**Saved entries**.
>>>
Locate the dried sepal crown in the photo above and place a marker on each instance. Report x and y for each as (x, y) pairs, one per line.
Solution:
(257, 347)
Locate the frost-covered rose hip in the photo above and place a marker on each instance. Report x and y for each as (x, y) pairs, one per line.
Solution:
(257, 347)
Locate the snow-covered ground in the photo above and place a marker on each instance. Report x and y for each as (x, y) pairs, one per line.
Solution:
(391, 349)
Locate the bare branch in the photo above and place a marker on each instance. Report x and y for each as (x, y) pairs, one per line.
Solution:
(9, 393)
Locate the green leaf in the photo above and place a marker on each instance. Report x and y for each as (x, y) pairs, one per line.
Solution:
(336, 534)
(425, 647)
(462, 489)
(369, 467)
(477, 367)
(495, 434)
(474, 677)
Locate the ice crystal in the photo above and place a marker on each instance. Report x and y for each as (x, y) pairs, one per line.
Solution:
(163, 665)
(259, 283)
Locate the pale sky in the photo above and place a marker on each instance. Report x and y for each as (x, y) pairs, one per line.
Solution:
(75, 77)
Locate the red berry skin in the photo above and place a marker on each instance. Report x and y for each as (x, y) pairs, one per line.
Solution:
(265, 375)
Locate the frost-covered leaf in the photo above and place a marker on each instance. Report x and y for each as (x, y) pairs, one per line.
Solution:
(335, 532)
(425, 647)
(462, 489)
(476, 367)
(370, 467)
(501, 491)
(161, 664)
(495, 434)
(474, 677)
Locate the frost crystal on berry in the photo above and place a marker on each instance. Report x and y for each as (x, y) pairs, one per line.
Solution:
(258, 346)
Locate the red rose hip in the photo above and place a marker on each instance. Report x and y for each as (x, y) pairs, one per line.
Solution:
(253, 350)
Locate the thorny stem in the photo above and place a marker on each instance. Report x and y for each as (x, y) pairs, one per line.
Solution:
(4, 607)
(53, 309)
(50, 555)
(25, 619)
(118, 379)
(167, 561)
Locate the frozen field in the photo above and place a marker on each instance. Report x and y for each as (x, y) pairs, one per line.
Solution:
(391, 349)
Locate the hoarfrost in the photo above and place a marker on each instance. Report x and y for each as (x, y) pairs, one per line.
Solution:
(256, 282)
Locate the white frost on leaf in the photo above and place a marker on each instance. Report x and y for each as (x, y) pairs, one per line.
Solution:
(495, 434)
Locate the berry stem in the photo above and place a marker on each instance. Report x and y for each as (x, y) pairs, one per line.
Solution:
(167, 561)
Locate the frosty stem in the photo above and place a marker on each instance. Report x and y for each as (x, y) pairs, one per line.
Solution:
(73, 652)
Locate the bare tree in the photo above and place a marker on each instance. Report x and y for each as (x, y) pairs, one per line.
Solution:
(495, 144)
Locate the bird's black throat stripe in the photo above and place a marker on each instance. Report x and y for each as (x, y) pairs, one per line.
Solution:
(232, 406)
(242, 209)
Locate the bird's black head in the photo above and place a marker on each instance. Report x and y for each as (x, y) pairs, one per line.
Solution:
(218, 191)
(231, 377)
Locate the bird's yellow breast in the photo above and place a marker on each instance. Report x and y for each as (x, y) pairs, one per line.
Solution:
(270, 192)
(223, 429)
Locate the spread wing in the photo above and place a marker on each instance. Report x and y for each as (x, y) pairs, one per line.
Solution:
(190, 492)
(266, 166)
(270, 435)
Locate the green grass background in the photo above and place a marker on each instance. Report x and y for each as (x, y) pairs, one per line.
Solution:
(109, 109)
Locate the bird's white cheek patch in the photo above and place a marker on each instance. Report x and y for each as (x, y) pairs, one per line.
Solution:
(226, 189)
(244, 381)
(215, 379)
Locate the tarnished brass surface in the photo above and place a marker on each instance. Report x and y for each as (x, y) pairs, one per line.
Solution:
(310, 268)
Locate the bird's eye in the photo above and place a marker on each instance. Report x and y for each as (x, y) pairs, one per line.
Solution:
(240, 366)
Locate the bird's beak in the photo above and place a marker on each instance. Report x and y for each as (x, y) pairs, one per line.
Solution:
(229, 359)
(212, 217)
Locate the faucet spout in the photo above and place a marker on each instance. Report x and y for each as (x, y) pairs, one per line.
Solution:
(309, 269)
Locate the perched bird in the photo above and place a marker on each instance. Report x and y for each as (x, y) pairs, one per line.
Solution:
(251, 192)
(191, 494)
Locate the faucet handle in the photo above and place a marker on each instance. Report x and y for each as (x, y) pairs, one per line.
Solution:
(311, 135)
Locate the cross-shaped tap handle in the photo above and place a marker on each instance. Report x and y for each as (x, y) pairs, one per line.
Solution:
<<<
**Task brief**.
Where a line of the data above includes "bare", copy that line.

**Result**.
Locate the bare branch in the photo above and place a marker on each instance. Report x and y for each as (x, y) pairs, one per line.
Locate the bare tree in the photo above and place a marker on each instance. Report x and y for each as (x, y) pairs, one per line.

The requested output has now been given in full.